**Your assignment**
In the article below about the cardiac rehabilitation open house, rewrite the paragraph beginning "Rice Hospital will be celebrating Heart Month" as a short bulleted list that keeps its main facts.

Guests at Rice Memorial Hospital's Cardiac Health and Rehabilitation open house and art show Thursday afternoon browsed through handmade valentines, sampled heart-healthy cookies and checked out the new fitness equipment acquired for the cardiac health program's gym.
It was a chance to showcase the program and resources for promoting cardiac health, and kick off a month's worth of special activities.
Not only is February American Heart Month, but the heart program also reached the 20-year mark last year, said Kellie Prentice, cardiac rehabilitation coordinator.
"We say we're celebrating our 20-plus anniversary," she said. "That was what sparked the idea. We thought having the artwork would be cross-generational so we could also talk to kids about heart health. We thought that would give a new dimension and a reason for people to come."
A gallery of heart-themed art by students at Central Minnesota Christian School in Prinsburg lined the hall. Valentines designed by Prinsburg students and the Willmar School District's After-School Art Club were arrayed in baskets. Proceeds from selling the art and valentines will benefit the Rice Health Foundation's cardiac care fund.
Advances in treatment and quicker access to definitive treatment have helped more people survive longer with heart disease, Prentice said.
Still, heart disease affects thousands of Minnesotans -- both men and women, she said. "One in three women have heart disease."
And most of the major risk factors -- diet, stress, inactivity, age, genetics -- haven't significantly changed, Prentice said.
"Even though we have better treatment, it's still there," she said.
After a heart attack, cardiac rehab helps these people regain their health and, if necessary, become better educated so that they can retool their life and reduce the risk of another heart attack.
Registered nurse Jeanne Boller said the program has worked with patients from age 20 to 90.
About 100 new patients join the program each year. Another 30 people or so participate each month in cardiac maintenance.
It's access to resources that people might not otherwise have, such as blood pressure checks, meetings with a dietitian, pharmacist and social worker, and supervision by trained nurses.
The social and emotional aspects of recovering from a heart attack are important to address, Boller said. "It's a supportive atmosphere. People become friends with each other."
Then there are those sleek treadmills, exercise bikes and elliptical trainers.
Randy Kobienia, exercise physiologist for the program, said nearly all of the equipment, purchased with grant money, is new. In some cases, it replaces treadmills that were 15 years old, he said.
"It's a complete upgrade of what we had," he said.
One of the machines is handicapped-accessible so that someone in a wheelchair can be rolled up to get exercise, he said. The new rowing machine is set higher off the floor so that it's easier to use for people with arthritis or limited mobility.
"That's been the biggest change -- the adaptability to the population we see," Kobienia said. "We've got many other options for them."
Rice Hospital will be celebrating Heart Month all month long with several additional events. On "It's Your Health," a series of talks on KDJS Radio every Saturday morning from 8:30 to 9, learning how to recognize cardiac emergencies will be the topic this Saturday, and "How to make your heart happy" will be featured Feb. 14.
There will also be a community health presentation on heart health at 1:30 p.m. Feb. 19 at the Willmar Community Center.

**Records supplied**
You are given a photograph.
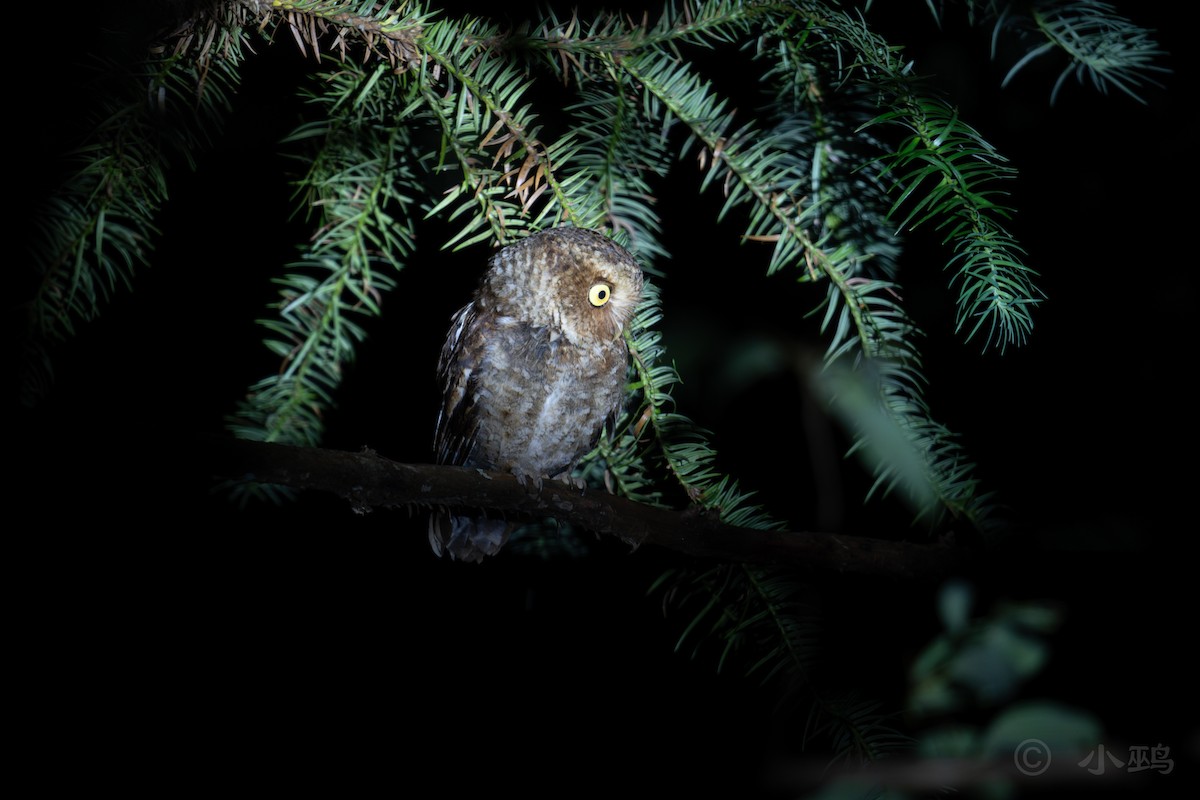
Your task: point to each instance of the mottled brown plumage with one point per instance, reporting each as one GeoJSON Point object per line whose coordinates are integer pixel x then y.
{"type": "Point", "coordinates": [532, 368]}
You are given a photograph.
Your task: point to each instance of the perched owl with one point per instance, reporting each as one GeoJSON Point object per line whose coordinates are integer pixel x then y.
{"type": "Point", "coordinates": [532, 370]}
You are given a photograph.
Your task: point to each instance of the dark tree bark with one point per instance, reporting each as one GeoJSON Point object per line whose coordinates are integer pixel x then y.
{"type": "Point", "coordinates": [367, 480]}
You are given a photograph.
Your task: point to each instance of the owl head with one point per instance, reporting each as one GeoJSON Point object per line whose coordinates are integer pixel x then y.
{"type": "Point", "coordinates": [576, 282]}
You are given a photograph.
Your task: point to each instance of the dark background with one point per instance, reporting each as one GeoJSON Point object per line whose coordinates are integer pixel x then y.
{"type": "Point", "coordinates": [156, 620]}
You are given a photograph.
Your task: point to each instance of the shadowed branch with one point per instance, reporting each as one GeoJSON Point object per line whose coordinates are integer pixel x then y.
{"type": "Point", "coordinates": [367, 480]}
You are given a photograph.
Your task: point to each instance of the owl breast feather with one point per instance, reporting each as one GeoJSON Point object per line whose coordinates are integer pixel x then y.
{"type": "Point", "coordinates": [540, 402]}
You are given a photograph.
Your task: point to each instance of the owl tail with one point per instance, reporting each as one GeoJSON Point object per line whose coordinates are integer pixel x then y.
{"type": "Point", "coordinates": [467, 539]}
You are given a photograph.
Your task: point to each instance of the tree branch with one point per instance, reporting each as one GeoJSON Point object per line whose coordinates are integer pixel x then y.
{"type": "Point", "coordinates": [367, 480]}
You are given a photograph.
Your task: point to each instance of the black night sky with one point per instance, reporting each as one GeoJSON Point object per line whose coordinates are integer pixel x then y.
{"type": "Point", "coordinates": [159, 630]}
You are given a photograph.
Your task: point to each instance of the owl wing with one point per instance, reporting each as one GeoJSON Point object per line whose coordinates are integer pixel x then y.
{"type": "Point", "coordinates": [454, 438]}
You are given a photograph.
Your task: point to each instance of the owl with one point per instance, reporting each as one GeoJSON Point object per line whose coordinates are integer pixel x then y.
{"type": "Point", "coordinates": [533, 368]}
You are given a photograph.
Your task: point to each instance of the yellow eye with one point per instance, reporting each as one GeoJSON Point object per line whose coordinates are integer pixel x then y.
{"type": "Point", "coordinates": [599, 294]}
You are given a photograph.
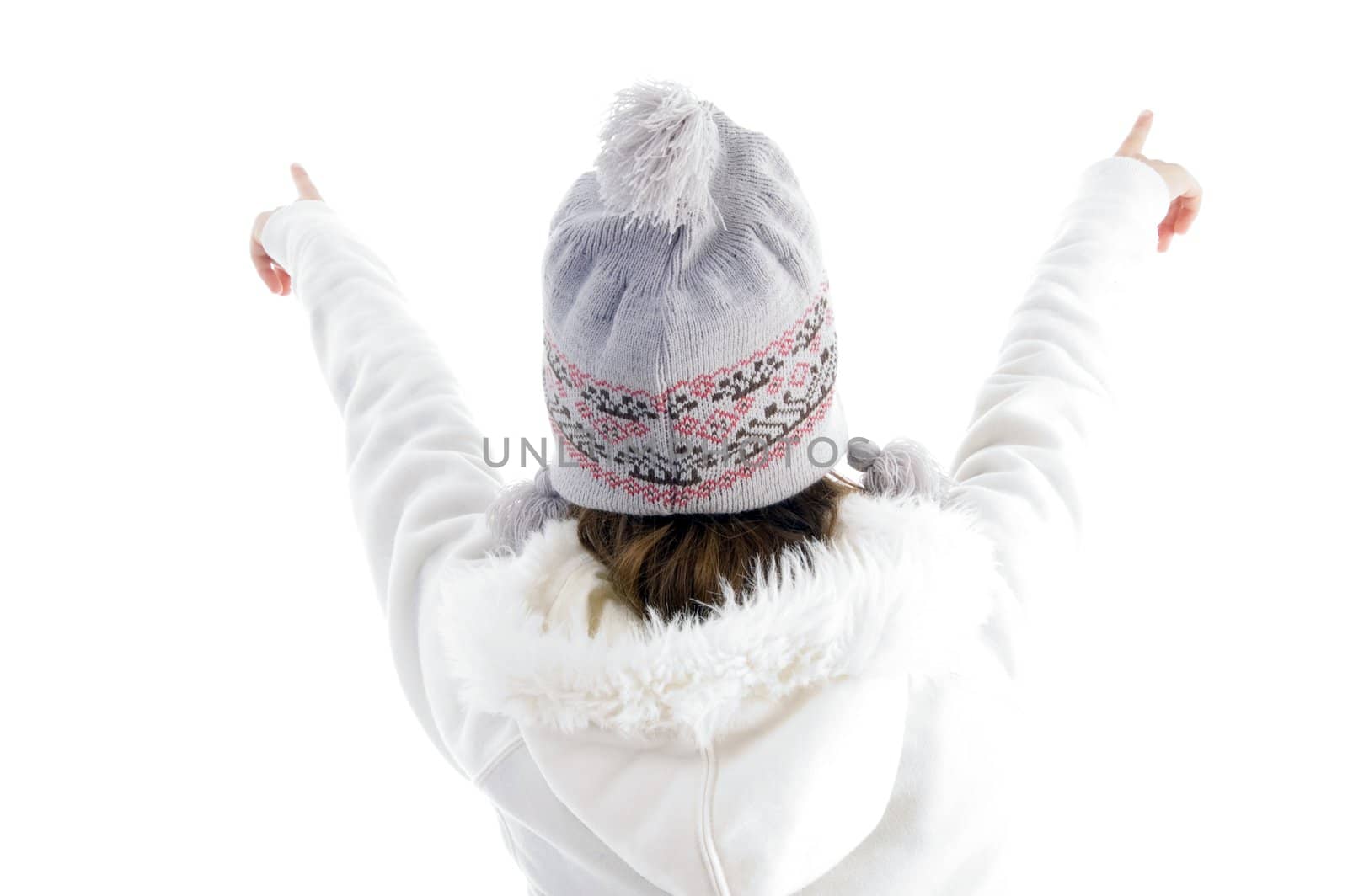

**Response**
- Rice Hospital is celebrating Heart Month all month with several additional events.
- "It's Your Health" is a series of talks on KDJS Radio every Saturday from 8:30 to 9 a.m.
- This Saturday's topic: learning how to recognize cardiac emergencies.
- Feb. 14 topic: "How to make your heart happy."